Excerpted passage
Begin

F1Method.jl Documentation
This package provides an efficient tool to compute gradient and Hessian matrix of an objective function implicitly defined by the solution of a steady-state problem.
Why the F-1 method?
When using Newton-type algorithms for optimization, computing the gradient and Hessian can be computationally expensive. A typical scientific application is to optimize the parameters of a model which solves for a root through another iterative Newton-like algorithm. In this case, there are a number of shortcuts that can be leveraged. This was the motivation for the work of Pasquier et al. (2019, in preparation), and for this package.
Usage
This is an example use of the software. We define a state function, $\boldsymbol{F}(\boldsymbol{x},\boldsymbol{p})$, to which we apply a solver based on Newton's method (for root searching) to find the steady-state solution, $\boldsymbol{x}$, such that $\boldsymbol{F}(\boldsymbol{x},\boldsymbol{p}) = 0$. This defines the steady-state solution as an implicit function of the parameters, $\boldsymbol{p}$. We denote this solution by $\boldsymbol{s}(\boldsymbol{p})$. The Newton solver requires the Jacobian, $\nabla_{\boldsymbol{x}}\boldsymbol{F}$, to update the state iterates. Hence, we start by creating the functions F(x,p)
and ∇ₓF(x,p)
. As an example, we use a simple model with only two state variables and two parameters. (Note here for simplicity we use the ForwardDiff package to evaluate the Jacobian.)
# State function F
F(x,p) = [
-2 * (p[1] - x[1]) - 4 * p[2] * (x[2] - x[1]^2) * x[1]
p[2] * (x[2] - x[1]^2)
]
# Jacobian of F wrt p
∇ₓF(x,p) = ForwardDiff.jacobian(x -> F(x,p), x)
# output
∇ₓF (generic function with 1 method)
We also define a cost function f(x,p)
(that we wish to minimize under the constraint that $\boldsymbol{F}(\boldsymbol{x},\boldsymbol{p}) = 0$). (The F-1 method requires that we provide the derivatives w.r.t. the state, x
, hence the use of ForwardDiff again for this example.)
# Define mismatch function f(x,p) and its derivative ∇ₓf(x,p)
# (Note ∇ₓF and ∇ₓf are required by the F1 method)
function state_mismatch(x)
δ(x) = x .- 1
return 0.5δ(x)'δ(x)
end
function parameter_mismatch(p)
δ(p) = log.(p)
return 0.5δ(p)'δ(p)

End

Dataset records
Begin

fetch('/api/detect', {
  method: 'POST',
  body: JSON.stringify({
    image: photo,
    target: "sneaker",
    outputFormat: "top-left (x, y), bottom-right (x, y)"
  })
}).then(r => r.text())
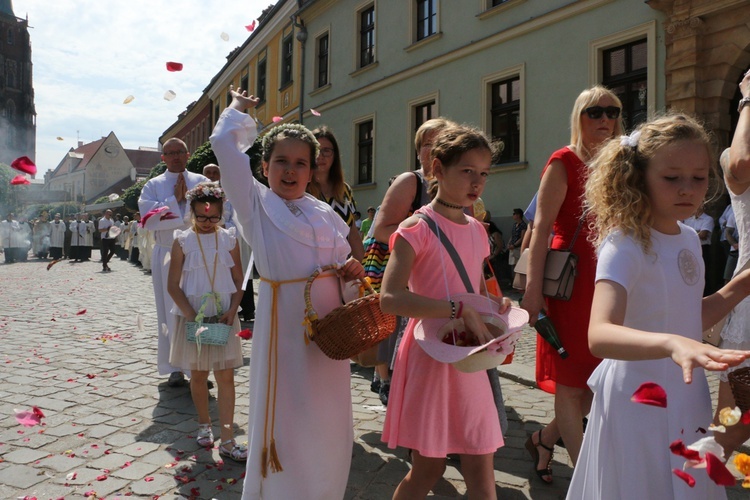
top-left (167, 372), bottom-right (185, 387)
top-left (378, 380), bottom-right (391, 406)
top-left (195, 424), bottom-right (214, 448)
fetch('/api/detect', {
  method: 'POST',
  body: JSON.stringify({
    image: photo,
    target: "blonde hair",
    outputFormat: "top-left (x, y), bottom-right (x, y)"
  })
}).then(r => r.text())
top-left (570, 85), bottom-right (625, 159)
top-left (585, 113), bottom-right (716, 252)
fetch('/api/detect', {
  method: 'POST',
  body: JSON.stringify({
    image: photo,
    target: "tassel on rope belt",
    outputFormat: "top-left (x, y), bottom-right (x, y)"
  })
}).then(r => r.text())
top-left (260, 273), bottom-right (337, 477)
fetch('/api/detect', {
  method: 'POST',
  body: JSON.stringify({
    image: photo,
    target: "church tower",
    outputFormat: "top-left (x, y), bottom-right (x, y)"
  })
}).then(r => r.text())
top-left (0, 0), bottom-right (36, 169)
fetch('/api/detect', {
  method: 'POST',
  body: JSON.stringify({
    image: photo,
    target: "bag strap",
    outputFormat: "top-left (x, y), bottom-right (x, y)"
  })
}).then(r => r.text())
top-left (417, 214), bottom-right (474, 293)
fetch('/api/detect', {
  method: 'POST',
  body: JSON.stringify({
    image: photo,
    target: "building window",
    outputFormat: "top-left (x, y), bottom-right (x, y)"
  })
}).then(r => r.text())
top-left (281, 32), bottom-right (294, 88)
top-left (5, 61), bottom-right (18, 89)
top-left (316, 33), bottom-right (329, 87)
top-left (240, 70), bottom-right (250, 95)
top-left (357, 120), bottom-right (374, 184)
top-left (417, 0), bottom-right (438, 41)
top-left (255, 59), bottom-right (266, 104)
top-left (412, 101), bottom-right (437, 170)
top-left (602, 38), bottom-right (648, 130)
top-left (359, 5), bottom-right (375, 68)
top-left (490, 76), bottom-right (521, 165)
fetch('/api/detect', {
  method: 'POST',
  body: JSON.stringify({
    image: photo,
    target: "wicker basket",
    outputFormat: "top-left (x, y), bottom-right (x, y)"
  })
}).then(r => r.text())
top-left (727, 366), bottom-right (750, 413)
top-left (185, 293), bottom-right (232, 348)
top-left (305, 265), bottom-right (396, 360)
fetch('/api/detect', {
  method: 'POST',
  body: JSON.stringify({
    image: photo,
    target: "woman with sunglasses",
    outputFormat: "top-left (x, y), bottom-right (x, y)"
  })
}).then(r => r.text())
top-left (308, 125), bottom-right (365, 262)
top-left (522, 85), bottom-right (623, 483)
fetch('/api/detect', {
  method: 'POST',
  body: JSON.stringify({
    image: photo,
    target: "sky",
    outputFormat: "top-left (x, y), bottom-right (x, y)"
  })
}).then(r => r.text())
top-left (12, 0), bottom-right (275, 179)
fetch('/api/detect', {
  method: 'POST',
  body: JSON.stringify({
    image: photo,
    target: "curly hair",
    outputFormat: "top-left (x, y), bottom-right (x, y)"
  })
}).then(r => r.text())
top-left (585, 113), bottom-right (716, 253)
top-left (428, 123), bottom-right (493, 198)
top-left (185, 182), bottom-right (225, 215)
top-left (261, 123), bottom-right (320, 170)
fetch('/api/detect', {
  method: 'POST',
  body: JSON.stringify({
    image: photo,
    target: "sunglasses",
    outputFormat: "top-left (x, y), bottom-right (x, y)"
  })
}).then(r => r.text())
top-left (581, 106), bottom-right (620, 120)
top-left (195, 215), bottom-right (221, 223)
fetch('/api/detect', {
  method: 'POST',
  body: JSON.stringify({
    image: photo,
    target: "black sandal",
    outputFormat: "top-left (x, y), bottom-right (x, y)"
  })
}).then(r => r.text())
top-left (526, 429), bottom-right (555, 484)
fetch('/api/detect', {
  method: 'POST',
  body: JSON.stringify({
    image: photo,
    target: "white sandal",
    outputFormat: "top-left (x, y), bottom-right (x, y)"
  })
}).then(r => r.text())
top-left (219, 439), bottom-right (247, 463)
top-left (195, 424), bottom-right (214, 448)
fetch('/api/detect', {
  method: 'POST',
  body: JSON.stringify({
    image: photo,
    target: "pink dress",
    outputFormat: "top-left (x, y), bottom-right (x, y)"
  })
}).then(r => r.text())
top-left (383, 206), bottom-right (503, 458)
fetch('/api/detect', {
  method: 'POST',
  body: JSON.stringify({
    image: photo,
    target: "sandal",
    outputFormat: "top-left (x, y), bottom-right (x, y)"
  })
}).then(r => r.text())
top-left (219, 439), bottom-right (247, 463)
top-left (526, 429), bottom-right (555, 484)
top-left (195, 424), bottom-right (214, 448)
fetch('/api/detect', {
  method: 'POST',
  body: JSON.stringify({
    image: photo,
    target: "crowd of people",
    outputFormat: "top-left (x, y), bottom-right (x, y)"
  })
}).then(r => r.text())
top-left (7, 71), bottom-right (750, 499)
top-left (0, 210), bottom-right (153, 272)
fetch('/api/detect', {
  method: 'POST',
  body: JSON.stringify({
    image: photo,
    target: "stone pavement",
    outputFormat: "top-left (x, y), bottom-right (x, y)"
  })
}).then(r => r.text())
top-left (0, 255), bottom-right (747, 500)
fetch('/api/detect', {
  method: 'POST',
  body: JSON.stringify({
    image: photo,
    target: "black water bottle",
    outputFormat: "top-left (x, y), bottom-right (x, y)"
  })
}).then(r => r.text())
top-left (534, 312), bottom-right (568, 359)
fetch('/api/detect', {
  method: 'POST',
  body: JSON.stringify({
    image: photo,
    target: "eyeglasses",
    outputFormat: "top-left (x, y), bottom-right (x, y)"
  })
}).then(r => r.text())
top-left (581, 106), bottom-right (620, 120)
top-left (195, 215), bottom-right (221, 223)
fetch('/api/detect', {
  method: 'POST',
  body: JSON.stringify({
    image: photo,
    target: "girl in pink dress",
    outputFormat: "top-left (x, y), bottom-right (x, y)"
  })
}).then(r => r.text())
top-left (381, 125), bottom-right (510, 499)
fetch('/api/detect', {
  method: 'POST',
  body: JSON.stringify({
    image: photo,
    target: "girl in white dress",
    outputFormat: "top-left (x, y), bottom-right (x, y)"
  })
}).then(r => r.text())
top-left (211, 89), bottom-right (364, 500)
top-left (568, 115), bottom-right (750, 500)
top-left (167, 182), bottom-right (247, 462)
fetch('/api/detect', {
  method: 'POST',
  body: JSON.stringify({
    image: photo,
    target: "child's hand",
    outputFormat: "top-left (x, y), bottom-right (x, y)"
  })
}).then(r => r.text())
top-left (227, 85), bottom-right (260, 112)
top-left (461, 304), bottom-right (495, 345)
top-left (669, 335), bottom-right (750, 384)
top-left (337, 257), bottom-right (365, 281)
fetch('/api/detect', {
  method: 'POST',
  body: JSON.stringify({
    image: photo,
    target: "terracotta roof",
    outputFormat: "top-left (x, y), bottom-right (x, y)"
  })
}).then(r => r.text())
top-left (125, 149), bottom-right (161, 175)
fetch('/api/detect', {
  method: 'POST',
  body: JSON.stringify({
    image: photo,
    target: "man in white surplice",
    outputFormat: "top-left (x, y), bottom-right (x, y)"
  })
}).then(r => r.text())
top-left (138, 137), bottom-right (208, 386)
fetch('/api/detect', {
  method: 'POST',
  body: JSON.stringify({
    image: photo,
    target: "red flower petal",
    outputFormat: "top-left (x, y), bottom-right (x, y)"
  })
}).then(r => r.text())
top-left (706, 453), bottom-right (737, 486)
top-left (10, 174), bottom-right (31, 186)
top-left (672, 469), bottom-right (695, 488)
top-left (630, 382), bottom-right (667, 408)
top-left (16, 411), bottom-right (41, 427)
top-left (10, 156), bottom-right (36, 175)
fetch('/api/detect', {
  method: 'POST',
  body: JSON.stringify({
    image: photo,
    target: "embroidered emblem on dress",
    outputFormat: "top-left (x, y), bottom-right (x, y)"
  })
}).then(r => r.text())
top-left (284, 200), bottom-right (302, 217)
top-left (677, 249), bottom-right (700, 286)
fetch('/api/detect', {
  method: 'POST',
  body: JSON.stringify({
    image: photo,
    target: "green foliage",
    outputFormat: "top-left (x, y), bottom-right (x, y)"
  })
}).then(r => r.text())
top-left (187, 141), bottom-right (219, 174)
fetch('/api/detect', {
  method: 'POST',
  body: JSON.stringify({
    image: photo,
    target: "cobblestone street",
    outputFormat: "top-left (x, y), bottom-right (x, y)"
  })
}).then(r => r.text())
top-left (0, 260), bottom-right (747, 500)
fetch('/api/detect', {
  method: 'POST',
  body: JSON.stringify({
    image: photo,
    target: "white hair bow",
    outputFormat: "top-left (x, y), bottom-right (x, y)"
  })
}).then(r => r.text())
top-left (620, 130), bottom-right (641, 148)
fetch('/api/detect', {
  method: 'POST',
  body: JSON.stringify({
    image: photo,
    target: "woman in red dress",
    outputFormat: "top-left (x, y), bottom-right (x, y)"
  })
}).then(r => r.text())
top-left (522, 85), bottom-right (623, 483)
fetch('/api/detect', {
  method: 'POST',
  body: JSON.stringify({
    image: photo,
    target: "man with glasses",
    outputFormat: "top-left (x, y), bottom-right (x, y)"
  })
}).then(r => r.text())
top-left (138, 137), bottom-right (208, 387)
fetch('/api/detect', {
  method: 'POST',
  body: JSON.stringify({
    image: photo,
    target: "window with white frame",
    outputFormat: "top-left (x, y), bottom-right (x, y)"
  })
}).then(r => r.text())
top-left (490, 76), bottom-right (521, 164)
top-left (281, 31), bottom-right (294, 88)
top-left (412, 100), bottom-right (437, 170)
top-left (359, 4), bottom-right (375, 68)
top-left (255, 57), bottom-right (266, 105)
top-left (315, 33), bottom-right (330, 88)
top-left (356, 120), bottom-right (375, 184)
top-left (416, 0), bottom-right (438, 41)
top-left (602, 38), bottom-right (648, 130)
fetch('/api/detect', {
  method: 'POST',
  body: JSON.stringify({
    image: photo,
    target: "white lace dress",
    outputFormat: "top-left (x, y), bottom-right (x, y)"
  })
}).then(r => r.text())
top-left (169, 228), bottom-right (243, 371)
top-left (719, 189), bottom-right (750, 382)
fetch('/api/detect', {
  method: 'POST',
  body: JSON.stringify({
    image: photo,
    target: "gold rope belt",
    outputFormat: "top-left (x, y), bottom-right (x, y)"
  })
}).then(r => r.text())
top-left (260, 273), bottom-right (337, 477)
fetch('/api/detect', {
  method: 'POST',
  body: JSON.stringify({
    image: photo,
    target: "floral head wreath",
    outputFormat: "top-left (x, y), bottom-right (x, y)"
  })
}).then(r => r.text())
top-left (185, 182), bottom-right (225, 201)
top-left (261, 123), bottom-right (320, 158)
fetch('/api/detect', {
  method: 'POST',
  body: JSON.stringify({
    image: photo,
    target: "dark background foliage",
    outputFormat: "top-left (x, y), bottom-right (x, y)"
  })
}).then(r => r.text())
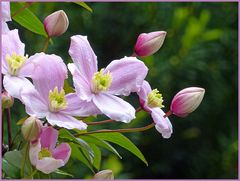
top-left (5, 2), bottom-right (238, 179)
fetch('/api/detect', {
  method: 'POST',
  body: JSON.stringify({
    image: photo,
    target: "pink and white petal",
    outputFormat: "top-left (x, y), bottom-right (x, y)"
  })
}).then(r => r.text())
top-left (3, 75), bottom-right (34, 100)
top-left (93, 93), bottom-right (135, 123)
top-left (40, 126), bottom-right (58, 151)
top-left (104, 57), bottom-right (148, 96)
top-left (21, 89), bottom-right (48, 118)
top-left (151, 108), bottom-right (173, 138)
top-left (137, 80), bottom-right (152, 110)
top-left (69, 35), bottom-right (97, 82)
top-left (60, 93), bottom-right (101, 117)
top-left (68, 63), bottom-right (92, 101)
top-left (52, 143), bottom-right (71, 164)
top-left (1, 2), bottom-right (12, 22)
top-left (18, 53), bottom-right (44, 77)
top-left (2, 29), bottom-right (25, 68)
top-left (36, 157), bottom-right (64, 174)
top-left (47, 113), bottom-right (87, 130)
top-left (29, 140), bottom-right (41, 166)
top-left (31, 54), bottom-right (67, 100)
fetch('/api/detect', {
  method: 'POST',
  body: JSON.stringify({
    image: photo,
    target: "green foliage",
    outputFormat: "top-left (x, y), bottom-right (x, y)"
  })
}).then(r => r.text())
top-left (93, 133), bottom-right (148, 165)
top-left (11, 2), bottom-right (47, 37)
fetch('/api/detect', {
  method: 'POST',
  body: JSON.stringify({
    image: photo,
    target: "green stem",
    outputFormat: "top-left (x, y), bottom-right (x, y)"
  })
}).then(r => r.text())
top-left (12, 2), bottom-right (33, 18)
top-left (74, 123), bottom-right (155, 137)
top-left (42, 36), bottom-right (50, 52)
top-left (21, 142), bottom-right (30, 178)
top-left (6, 108), bottom-right (12, 148)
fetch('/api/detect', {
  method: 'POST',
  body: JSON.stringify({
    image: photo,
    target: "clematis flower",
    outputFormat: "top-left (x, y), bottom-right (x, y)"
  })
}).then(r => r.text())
top-left (2, 29), bottom-right (42, 99)
top-left (68, 35), bottom-right (148, 123)
top-left (21, 54), bottom-right (92, 130)
top-left (29, 127), bottom-right (71, 174)
top-left (1, 2), bottom-right (12, 34)
top-left (137, 81), bottom-right (173, 138)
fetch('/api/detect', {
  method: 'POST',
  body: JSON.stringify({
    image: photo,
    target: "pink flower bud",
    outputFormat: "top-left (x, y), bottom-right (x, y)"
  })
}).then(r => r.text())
top-left (170, 87), bottom-right (205, 117)
top-left (2, 91), bottom-right (14, 109)
top-left (21, 117), bottom-right (43, 141)
top-left (93, 170), bottom-right (114, 180)
top-left (44, 10), bottom-right (69, 37)
top-left (135, 31), bottom-right (167, 57)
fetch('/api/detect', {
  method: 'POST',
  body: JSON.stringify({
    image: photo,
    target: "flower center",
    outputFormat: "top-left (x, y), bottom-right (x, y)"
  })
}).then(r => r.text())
top-left (92, 69), bottom-right (112, 93)
top-left (49, 87), bottom-right (67, 112)
top-left (38, 148), bottom-right (52, 160)
top-left (6, 52), bottom-right (28, 75)
top-left (148, 89), bottom-right (164, 108)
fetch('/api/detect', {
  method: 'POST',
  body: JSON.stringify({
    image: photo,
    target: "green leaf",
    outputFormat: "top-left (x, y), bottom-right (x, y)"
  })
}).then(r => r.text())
top-left (81, 135), bottom-right (122, 159)
top-left (11, 2), bottom-right (47, 37)
top-left (4, 150), bottom-right (22, 168)
top-left (92, 133), bottom-right (148, 166)
top-left (17, 116), bottom-right (29, 125)
top-left (69, 143), bottom-right (94, 173)
top-left (74, 2), bottom-right (93, 13)
top-left (54, 169), bottom-right (74, 178)
top-left (90, 144), bottom-right (102, 170)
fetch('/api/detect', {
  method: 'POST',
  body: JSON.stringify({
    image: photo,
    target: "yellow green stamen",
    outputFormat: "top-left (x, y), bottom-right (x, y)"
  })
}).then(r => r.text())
top-left (38, 148), bottom-right (52, 160)
top-left (148, 89), bottom-right (164, 108)
top-left (92, 69), bottom-right (112, 93)
top-left (6, 52), bottom-right (28, 75)
top-left (49, 87), bottom-right (67, 112)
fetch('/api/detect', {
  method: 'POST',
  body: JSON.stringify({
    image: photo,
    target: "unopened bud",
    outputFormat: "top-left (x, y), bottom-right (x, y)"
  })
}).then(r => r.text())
top-left (135, 31), bottom-right (167, 57)
top-left (93, 170), bottom-right (114, 180)
top-left (21, 117), bottom-right (42, 141)
top-left (170, 87), bottom-right (205, 117)
top-left (44, 10), bottom-right (69, 37)
top-left (2, 91), bottom-right (14, 109)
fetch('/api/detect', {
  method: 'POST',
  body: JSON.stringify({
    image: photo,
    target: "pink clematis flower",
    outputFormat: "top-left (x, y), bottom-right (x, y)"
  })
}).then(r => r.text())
top-left (21, 55), bottom-right (92, 130)
top-left (1, 2), bottom-right (12, 34)
top-left (2, 29), bottom-right (42, 99)
top-left (29, 127), bottom-right (71, 174)
top-left (68, 35), bottom-right (148, 123)
top-left (137, 81), bottom-right (173, 138)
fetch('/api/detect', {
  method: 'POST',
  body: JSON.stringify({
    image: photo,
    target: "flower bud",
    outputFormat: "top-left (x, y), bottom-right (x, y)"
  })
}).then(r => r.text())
top-left (21, 117), bottom-right (42, 141)
top-left (135, 31), bottom-right (167, 57)
top-left (93, 170), bottom-right (114, 180)
top-left (170, 87), bottom-right (205, 117)
top-left (2, 91), bottom-right (14, 109)
top-left (44, 10), bottom-right (69, 37)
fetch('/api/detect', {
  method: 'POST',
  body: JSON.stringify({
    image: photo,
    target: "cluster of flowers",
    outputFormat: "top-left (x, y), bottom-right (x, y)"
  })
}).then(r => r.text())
top-left (2, 2), bottom-right (205, 173)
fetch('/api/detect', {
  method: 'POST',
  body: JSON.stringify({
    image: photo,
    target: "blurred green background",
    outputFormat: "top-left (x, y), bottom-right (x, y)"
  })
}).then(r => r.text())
top-left (4, 2), bottom-right (238, 179)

End

Task list
1 - Answer these questions from the F1Method.jl documentation:
(a) What does the Newton solver require in order to update the state iterates?
(b) How many state variables and how many parameters does the example model use?
(c) With respect to what must derivatives be provided for the F-1 method?
2 - Rewrite the part of the F1Method.jl documentation starting at "and ∇ₓF(x,p)" and ending at "evaluate the Jacobian.)", swapping "simple model" for "toy model".
3 - Carry the F1Method.jl documentation forward from the point where it stops.

Answers to the exercise
1 -
(a) The Jacobian, ∇ₓF.
(b) Two state variables and two parameters.
(c) With respect to the state, x.

2 -
and ∇ₓF(x,p)
. As an example, we use a toy model with only two state variables and two parameters. (Note here for simplicity we use the ForwardDiff package to evaluate the Jacobian.)

3 -
end
f(x,p) = state_mismatch(x) + parameter_mismatch(p)
∇ₓf(x,p) = ForwardDiff.jacobian(x -> [f(x,p)], x)
# output
∇ₓf (generic function with 1 method)
Once these are set up, we need to let the F-1 method know how to solve for the steady-state. We do this by using the DiffEqBase API. For that, we first write a small Newton solver algorithm, we overload the solve
function from DiffEqBase, and we overload the SteadyStateProblem
constructor.
function newton_solve(F, ∇ₓF, x; Ftol=1e-10)
while norm(F(x)) ≥ Ftol
x .-= ∇ₓF(x) \ F(x)
end
return x
end
# Create a type for the solver's algorithm
struct MyAlg <: DiffEqBase.AbstractSteadyStateAlgorithm end
# Overload DiffEqBase's solve function
function DiffEqBase.solve(prob::DiffEqBase.AbstractSteadyStateProblem,
alg::MyAlg;
Ftol=1e-10)
# Define the functions according to DiffEqBase.SteadyStateProblem type
p = prob.p
t = 0
x0 = copy(prob.u0)
dx, df = copy(x0), copy(x0)
F(x) = prob.f(dx, x, p, t)
∇ₓF(x) = prob.f(df, dx, x, p, t)
# Compute `u_steady` and `resid` as per DiffEqBase using my algorithm
x_steady = newton_solve(F, ∇ₓF, x0, Ftol=Ftol)
resid = F(x_steady)
# Return the common DiffEqBase solution type
DiffEqBase.build_solution(prob, alg, x_steady, resid; retcode=:Success)
end
# Overload DiffEqBase's SteadyStateProblem constructor
function DiffEqBase.SteadyStateProblem(F, ∇ₓF, x, p)
f(dx, x, p, t) = F(x, p)
f(df, dx, x, p, t) = ∇ₓF(x, p)
return DiffEqBase.SteadyStateProblem(f, x, p)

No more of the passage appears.